━━━ Selected text

President Joe Biden, right, gestures with India’s Prime Minister Narendra Modi before the Partnership for Global Infrastructure and Investment meeting at the G20 summit, Tuesday, Nov. 15, 2022, in Nusa Dua, Bali, Indonesia. Biden is expected to host Modi this week for his first official state visit.

AP

Hate and fear coated with the veneer of economic prosperity sells.

So Indian Prime Minister Narendra Modi, like his far-right contemporaries and fascists from the past, has the ability to draw large, adoring crowds in his own country and from the diaspora overseas. That includes the United States, where he will be flying in this week for his first official state visit.

President Joe Biden and some other Western leaders may have serious concerns about India’s belligerence against its religious minorities, particularly Muslims, oppressed castes, dissidents, journalists and other marginalized groups.

━━━━━━

◆ Stated problem 1 ◆
Starting with the first of the entries and going on through the line with "pixel 802 268", update every "brown leather boot" to "tan suede boot" and write those lines out again with nothing else changed. Leave the pictures out.
The entries that follow are unrelated to the passage on Modi's state visit.

━━━ Given data

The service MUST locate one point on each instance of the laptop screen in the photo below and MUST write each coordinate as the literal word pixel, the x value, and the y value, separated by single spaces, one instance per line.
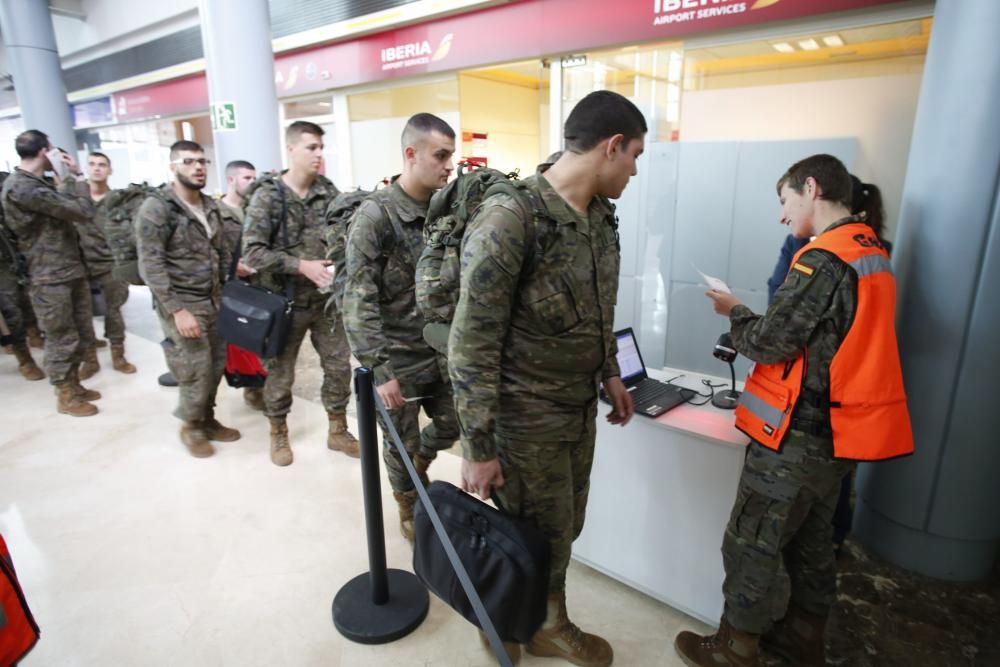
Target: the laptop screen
pixel 629 359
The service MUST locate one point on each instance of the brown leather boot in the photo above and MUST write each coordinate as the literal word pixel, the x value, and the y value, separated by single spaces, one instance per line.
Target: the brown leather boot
pixel 118 360
pixel 35 339
pixel 513 649
pixel 90 364
pixel 559 637
pixel 82 392
pixel 26 365
pixel 405 501
pixel 281 449
pixel 216 431
pixel 68 403
pixel 798 638
pixel 339 438
pixel 193 437
pixel 728 647
pixel 254 397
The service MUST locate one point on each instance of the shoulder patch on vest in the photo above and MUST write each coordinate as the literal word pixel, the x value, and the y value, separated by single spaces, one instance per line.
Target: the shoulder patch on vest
pixel 802 268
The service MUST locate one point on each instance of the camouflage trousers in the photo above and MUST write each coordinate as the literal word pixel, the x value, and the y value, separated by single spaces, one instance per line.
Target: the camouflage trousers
pixel 781 522
pixel 115 295
pixel 197 363
pixel 10 307
pixel 441 433
pixel 64 314
pixel 549 483
pixel 330 342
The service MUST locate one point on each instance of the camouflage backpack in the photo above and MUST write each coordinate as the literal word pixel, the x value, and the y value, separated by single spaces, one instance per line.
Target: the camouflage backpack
pixel 122 205
pixel 439 266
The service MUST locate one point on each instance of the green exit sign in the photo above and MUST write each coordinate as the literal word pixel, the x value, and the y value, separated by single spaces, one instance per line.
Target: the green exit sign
pixel 224 116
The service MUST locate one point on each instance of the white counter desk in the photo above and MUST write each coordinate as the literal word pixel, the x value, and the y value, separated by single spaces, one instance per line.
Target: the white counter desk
pixel 660 496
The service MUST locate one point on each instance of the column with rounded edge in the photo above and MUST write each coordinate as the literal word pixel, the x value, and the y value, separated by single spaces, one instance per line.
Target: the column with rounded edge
pixel 34 63
pixel 243 101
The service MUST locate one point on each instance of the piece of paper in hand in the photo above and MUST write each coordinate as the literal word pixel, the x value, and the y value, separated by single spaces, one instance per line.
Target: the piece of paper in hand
pixel 712 282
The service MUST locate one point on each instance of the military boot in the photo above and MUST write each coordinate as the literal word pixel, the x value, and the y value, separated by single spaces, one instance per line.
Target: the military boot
pixel 194 438
pixel 118 360
pixel 216 431
pixel 26 365
pixel 513 649
pixel 35 339
pixel 798 638
pixel 254 397
pixel 69 403
pixel 339 438
pixel 728 647
pixel 406 500
pixel 559 637
pixel 281 449
pixel 90 364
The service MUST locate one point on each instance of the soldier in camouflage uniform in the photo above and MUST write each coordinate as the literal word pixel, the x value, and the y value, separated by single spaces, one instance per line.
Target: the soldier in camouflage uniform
pixel 183 259
pixel 13 273
pixel 301 195
pixel 786 499
pixel 532 339
pixel 240 174
pixel 97 257
pixel 45 222
pixel 384 325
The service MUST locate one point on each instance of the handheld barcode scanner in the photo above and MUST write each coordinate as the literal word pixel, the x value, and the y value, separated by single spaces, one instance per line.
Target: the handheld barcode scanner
pixel 724 351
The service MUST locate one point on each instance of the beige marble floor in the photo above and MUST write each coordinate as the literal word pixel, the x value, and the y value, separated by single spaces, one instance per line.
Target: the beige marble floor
pixel 133 553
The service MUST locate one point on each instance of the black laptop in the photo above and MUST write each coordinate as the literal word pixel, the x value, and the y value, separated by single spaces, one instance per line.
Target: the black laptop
pixel 650 397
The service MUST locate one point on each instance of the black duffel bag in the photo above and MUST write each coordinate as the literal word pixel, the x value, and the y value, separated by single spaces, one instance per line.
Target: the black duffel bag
pixel 507 559
pixel 255 318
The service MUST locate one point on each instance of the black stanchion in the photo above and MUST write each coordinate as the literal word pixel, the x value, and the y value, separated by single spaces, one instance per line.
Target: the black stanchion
pixel 381 605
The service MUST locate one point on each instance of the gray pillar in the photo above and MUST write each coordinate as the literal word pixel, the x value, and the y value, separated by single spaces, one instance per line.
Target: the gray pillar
pixel 34 64
pixel 938 512
pixel 240 67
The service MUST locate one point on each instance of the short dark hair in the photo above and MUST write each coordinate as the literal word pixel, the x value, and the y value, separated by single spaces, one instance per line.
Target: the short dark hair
pixel 300 127
pixel 600 115
pixel 185 145
pixel 100 155
pixel 829 173
pixel 424 123
pixel 238 164
pixel 30 143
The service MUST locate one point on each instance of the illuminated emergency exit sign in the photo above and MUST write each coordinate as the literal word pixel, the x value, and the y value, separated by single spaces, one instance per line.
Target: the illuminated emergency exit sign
pixel 224 116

━━━━━━

◆ Stated problem 2 ◆
Transcribe the passage on Modi's state visit in full, word for word.

◆ Complete output 1 ◆
The service MUST locate one point on each instance of the laptop screen in the photo below and MUST write each coordinate as the literal word pixel, the x value, and the y value, separated by single spaces, one instance per line.
Target: the laptop screen
pixel 629 359
The service MUST locate one point on each instance of the tan suede boot in the photo above and MUST write each coordinate as the literal word pixel, the x value, and the y value, separated by single spaces, one instance per line.
Target: the tan suede boot
pixel 118 360
pixel 35 339
pixel 513 649
pixel 90 364
pixel 559 637
pixel 82 392
pixel 26 365
pixel 405 501
pixel 281 449
pixel 216 431
pixel 68 403
pixel 798 638
pixel 339 438
pixel 193 437
pixel 728 647
pixel 254 397
The service MUST locate one point on each instance of the shoulder patch on vest in the photo above and MUST write each coordinate as the literal word pixel, the x value, and the y value, separated by single spaces, one instance per line.
Target: the shoulder patch on vest
pixel 802 268

◆ Complete output 2 ◆
President Joe Biden, right, gestures with India’s Prime Minister Narendra Modi before the Partnership for Global Infrastructure and Investment meeting at the G20 summit, Tuesday, Nov. 15, 2022, in Nusa Dua, Bali, Indonesia. Biden is expected to host Modi this week for his first official state visit.

AP

Hate and fear coated with the veneer of economic prosperity sells.

So Indian Prime Minister Narendra Modi, like his far-right contemporaries and fascists from the past, has the ability to draw large, adoring crowds in his own country and from the diaspora overseas. That includes the United States, where he will be flying in this week for his first official state visit.

President Joe Biden and some other Western leaders may have serious concerns about India’s belligerence against its religious minorities, particularly Muslims, oppressed castes, dissidents, journalists and other marginalized groups.